Point-per-instance localization data

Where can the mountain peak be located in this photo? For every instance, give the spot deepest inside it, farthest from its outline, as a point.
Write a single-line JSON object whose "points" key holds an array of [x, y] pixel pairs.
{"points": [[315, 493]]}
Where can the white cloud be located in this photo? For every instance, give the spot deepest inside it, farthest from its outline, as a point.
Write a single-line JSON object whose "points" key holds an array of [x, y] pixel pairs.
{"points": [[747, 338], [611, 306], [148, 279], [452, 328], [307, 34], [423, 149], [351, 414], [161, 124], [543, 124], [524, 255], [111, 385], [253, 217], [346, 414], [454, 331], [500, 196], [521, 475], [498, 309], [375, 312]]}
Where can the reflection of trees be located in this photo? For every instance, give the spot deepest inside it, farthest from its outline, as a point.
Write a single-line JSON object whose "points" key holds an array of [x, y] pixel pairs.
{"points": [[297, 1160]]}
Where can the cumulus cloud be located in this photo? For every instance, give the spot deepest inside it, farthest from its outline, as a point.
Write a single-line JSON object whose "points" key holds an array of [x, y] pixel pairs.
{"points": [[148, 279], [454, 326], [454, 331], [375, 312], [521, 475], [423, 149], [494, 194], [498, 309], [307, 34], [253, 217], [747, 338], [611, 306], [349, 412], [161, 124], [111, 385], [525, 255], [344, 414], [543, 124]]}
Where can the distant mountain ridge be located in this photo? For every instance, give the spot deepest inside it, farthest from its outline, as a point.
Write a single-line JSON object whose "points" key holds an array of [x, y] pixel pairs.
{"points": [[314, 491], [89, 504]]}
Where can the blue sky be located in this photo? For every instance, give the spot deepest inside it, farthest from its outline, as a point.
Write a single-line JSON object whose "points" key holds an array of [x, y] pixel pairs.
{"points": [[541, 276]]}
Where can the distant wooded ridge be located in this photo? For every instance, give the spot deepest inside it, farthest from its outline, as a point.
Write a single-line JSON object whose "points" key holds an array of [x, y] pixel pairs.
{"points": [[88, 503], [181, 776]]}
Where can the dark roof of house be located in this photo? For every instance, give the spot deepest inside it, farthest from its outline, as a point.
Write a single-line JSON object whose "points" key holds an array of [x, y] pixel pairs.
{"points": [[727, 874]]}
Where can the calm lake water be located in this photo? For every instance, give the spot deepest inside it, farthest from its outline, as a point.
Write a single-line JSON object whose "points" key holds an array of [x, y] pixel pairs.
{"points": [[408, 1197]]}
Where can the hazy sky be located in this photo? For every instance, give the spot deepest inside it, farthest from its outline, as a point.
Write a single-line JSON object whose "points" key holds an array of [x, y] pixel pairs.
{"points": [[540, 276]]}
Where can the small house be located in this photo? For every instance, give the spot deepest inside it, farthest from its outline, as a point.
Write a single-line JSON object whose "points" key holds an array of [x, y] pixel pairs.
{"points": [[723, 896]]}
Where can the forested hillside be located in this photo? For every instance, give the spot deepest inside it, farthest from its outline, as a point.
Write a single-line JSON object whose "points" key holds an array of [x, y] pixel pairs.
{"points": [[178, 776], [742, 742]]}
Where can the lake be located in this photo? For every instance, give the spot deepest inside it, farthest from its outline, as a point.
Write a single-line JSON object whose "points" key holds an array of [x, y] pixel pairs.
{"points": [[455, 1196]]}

■ How to complete this task:
Could you write out all the data exactly as it is given?

■ Answer below:
Where can the mountain peak be located in this photo? For every instance, give the spot deepest inside it, farthest from its outline, as a point.
Write a single-line JSON object whose "points" key holds an array of [x, y] pixel pairs.
{"points": [[315, 493]]}
Where can the white cloud be located in this photo? For every instance, give the spot deepest inside it, farthest from its outline, as a point.
Write a single-line JSON object whose "points" key holds an array of [x, y] pixel pairs.
{"points": [[747, 338], [611, 306], [148, 279], [452, 328], [307, 34], [423, 149], [351, 414], [161, 124], [543, 124], [524, 255], [111, 385], [253, 217], [346, 414], [454, 331], [500, 196], [521, 475], [498, 309], [375, 312]]}
Where can the reflection of trees be located in this photo? For every instance, give the spot deepest inside it, farthest from its outline, as a point.
Write a single-line JSON object whose "points" key holds an array of [x, y] pixel pairs.
{"points": [[297, 1160]]}
Where can the cumulus cloud be located in this photo? For every instance, give the spot deepest inside it, farthest from its outline, as a point.
Write a single-line JSON object whose "points" key holds an array of [x, y] pixel pairs.
{"points": [[148, 279], [454, 326], [454, 331], [375, 312], [521, 475], [423, 149], [494, 194], [498, 309], [307, 34], [253, 217], [747, 338], [611, 306], [349, 412], [161, 124], [111, 385], [525, 255], [344, 414], [543, 124]]}
Where can the distant mountain ridge be located in this photo? For every instance, give the spot deepest inside it, farthest from its outline, as a point.
Write a single-line JSON object whose "points" key holds an array of [x, y] pixel pairs.
{"points": [[314, 491], [89, 504]]}
Where can the blue sky be located in this photo? For every instance, give the spot deepest inside it, farthest from its outline, as a point.
Write a single-line JSON object whose "points" key holds an array of [x, y] pixel pairs.
{"points": [[541, 276]]}
Where can the distant wooded ridge be located in this photo? For every instance, give the spot deepest inside it, farthest from its outline, as a point.
Write a single-line JSON object whose "points" key holds an array of [x, y] pixel pairs.
{"points": [[88, 503], [181, 776]]}
Where can the dark roof of house be located in this photo? For every instance, give the spot deepest inside it, farthest from its outline, as a point.
Write a single-line JSON object whose "points" key holds an array of [x, y] pixel pairs.
{"points": [[727, 874]]}
Where can the calm lake water be located in this photo? For every instance, give the spot deepest inside it, farthest from its outline, as a point.
Write a single-line JSON object whose "points" key holds an array of [x, y] pixel pairs.
{"points": [[408, 1197]]}
Where can the hazy sky be located in this photo? For every instance, give the spot deepest inside it, farthest from its outline, as a point.
Write a single-line JSON object whose "points" key holds an array of [x, y] pixel pairs.
{"points": [[540, 276]]}
Where can the small house be located in this photo? For every instance, give the spot deepest inside it, farthest from its outline, as a point.
Write a single-line JSON object whose "points" key holds an array of [x, y] pixel pairs.
{"points": [[723, 896]]}
Where can the forested hillside be located in this photo? For every instance, give the spot deepest inside it, farthest from its outline, as a point.
Write a single-line JSON object whose "points" key holds an array of [x, y] pixel pairs.
{"points": [[178, 776], [742, 742]]}
Where can the lake be located in this photo? For every instance, give the spot deepest inside it, farthest from its outline, as a point.
Write a single-line JSON object whose "points" key holds an array of [x, y] pixel pairs.
{"points": [[455, 1196]]}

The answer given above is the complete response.